Exercise instructions:
Each line from the material with the word "patch" in it must be copied.

Given records Block Start

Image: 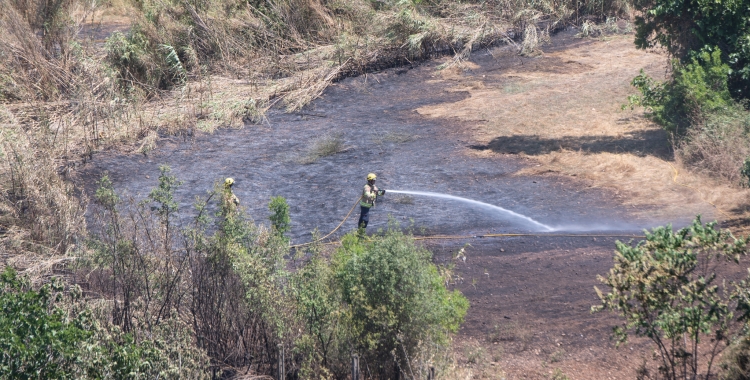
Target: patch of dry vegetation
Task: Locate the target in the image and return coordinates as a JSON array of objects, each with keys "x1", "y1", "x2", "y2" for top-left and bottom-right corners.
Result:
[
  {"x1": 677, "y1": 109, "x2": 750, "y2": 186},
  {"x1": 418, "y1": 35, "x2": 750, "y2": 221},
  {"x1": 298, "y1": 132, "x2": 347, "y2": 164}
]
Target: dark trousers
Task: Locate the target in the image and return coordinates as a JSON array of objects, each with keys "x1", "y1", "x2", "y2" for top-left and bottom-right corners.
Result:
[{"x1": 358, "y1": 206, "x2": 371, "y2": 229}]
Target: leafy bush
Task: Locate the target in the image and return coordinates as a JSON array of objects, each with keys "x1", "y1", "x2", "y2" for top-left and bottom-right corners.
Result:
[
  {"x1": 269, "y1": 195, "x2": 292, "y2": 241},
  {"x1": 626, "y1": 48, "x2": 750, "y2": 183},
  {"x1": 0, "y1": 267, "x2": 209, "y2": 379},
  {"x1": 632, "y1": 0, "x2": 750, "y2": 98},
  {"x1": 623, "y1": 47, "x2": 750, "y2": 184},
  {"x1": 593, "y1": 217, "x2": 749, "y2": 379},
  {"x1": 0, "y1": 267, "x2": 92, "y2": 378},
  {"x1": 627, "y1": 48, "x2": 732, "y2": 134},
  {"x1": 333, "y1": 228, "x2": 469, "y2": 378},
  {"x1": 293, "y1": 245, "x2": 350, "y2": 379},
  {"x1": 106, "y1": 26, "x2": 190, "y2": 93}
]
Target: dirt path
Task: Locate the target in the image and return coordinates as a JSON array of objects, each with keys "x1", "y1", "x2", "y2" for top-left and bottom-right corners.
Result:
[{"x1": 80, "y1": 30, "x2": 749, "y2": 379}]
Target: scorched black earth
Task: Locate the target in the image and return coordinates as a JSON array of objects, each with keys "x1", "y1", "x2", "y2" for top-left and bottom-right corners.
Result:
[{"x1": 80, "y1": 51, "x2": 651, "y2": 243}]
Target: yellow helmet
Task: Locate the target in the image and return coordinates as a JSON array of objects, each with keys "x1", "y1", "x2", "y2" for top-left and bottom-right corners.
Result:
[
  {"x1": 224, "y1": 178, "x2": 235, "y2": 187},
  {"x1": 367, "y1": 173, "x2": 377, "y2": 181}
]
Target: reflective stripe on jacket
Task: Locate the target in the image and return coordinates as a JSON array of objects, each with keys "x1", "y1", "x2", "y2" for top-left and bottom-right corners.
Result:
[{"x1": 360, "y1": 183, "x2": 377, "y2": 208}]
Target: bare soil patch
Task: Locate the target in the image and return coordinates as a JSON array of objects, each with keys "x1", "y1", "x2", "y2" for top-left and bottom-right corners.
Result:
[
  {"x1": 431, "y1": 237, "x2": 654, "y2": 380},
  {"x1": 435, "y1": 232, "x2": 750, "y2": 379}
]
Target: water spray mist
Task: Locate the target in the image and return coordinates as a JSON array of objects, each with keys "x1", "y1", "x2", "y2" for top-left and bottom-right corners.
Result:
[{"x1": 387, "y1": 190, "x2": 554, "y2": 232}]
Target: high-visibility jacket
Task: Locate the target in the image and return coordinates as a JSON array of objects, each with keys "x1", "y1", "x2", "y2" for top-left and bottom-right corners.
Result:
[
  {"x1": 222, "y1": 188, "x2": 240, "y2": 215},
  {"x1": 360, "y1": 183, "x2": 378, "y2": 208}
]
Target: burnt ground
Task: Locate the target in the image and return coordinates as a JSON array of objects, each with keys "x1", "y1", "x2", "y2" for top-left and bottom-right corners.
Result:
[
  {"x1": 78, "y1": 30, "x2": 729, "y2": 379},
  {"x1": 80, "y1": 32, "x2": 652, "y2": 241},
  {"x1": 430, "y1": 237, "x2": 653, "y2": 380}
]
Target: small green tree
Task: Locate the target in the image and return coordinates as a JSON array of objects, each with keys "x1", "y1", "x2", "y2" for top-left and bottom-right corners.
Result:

Given records Block End

Written response:
Target: patch of dry vegetation
Target: bare soil patch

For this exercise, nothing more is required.